WHAT YOU ARE ASKED TO DO | Output every entry below exactly as it is written.

[Natural language region descriptions]
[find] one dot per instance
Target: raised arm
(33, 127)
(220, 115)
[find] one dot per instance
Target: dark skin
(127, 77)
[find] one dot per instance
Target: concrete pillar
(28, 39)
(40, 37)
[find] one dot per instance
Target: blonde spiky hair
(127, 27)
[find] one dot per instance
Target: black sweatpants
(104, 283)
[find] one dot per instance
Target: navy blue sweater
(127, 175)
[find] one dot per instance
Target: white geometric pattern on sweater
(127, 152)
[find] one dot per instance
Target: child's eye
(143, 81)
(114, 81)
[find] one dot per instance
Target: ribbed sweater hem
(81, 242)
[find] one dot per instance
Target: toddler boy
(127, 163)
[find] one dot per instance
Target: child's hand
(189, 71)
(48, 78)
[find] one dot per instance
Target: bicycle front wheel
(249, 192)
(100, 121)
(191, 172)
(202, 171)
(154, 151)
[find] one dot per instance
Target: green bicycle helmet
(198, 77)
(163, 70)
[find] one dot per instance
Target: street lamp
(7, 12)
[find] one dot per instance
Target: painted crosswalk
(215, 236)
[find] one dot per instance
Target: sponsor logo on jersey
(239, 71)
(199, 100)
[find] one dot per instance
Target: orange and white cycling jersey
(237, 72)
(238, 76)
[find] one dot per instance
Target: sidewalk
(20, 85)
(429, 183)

TASK ANSWER |
[find] one dot per instance
Target: raised arm
(33, 127)
(220, 115)
[find] one dot per instance
Target: dark skin
(127, 77)
[find] one dot per instance
Target: concrete pillar
(28, 39)
(40, 37)
[find] one dot per instance
Target: blonde spiky hair
(127, 27)
[find] one dot per instance
Target: black sweatpants
(104, 283)
[find] one dot per instance
Target: navy blue sweater
(127, 175)
[find] one dot per instance
Target: white geometric pattern on sweater
(127, 152)
[find] one dot per instance
Target: child's eye
(143, 81)
(114, 81)
[find] one dot per instance
Target: ribbed sweater hem
(81, 242)
[find] one dot per instance
Target: toddler boy
(127, 163)
[find] one dot per instance
Target: child's hand
(189, 71)
(48, 78)
[find] one dot per instance
Target: bicycle front wheel
(249, 192)
(100, 121)
(191, 172)
(202, 171)
(154, 151)
[find] one dot per instance
Target: green bicycle helmet
(198, 77)
(163, 70)
[find] one dot per instance
Target: street lamp
(7, 12)
[find] one dot per instance
Target: painted crosswalk
(215, 236)
[find] one dot per instance
Target: sponsor logo on jersey
(239, 71)
(199, 100)
[find] one dot per instance
Target: orange and white cycling jersey
(237, 72)
(238, 76)
[find] one dot per instance
Target: sidewalk
(20, 85)
(429, 183)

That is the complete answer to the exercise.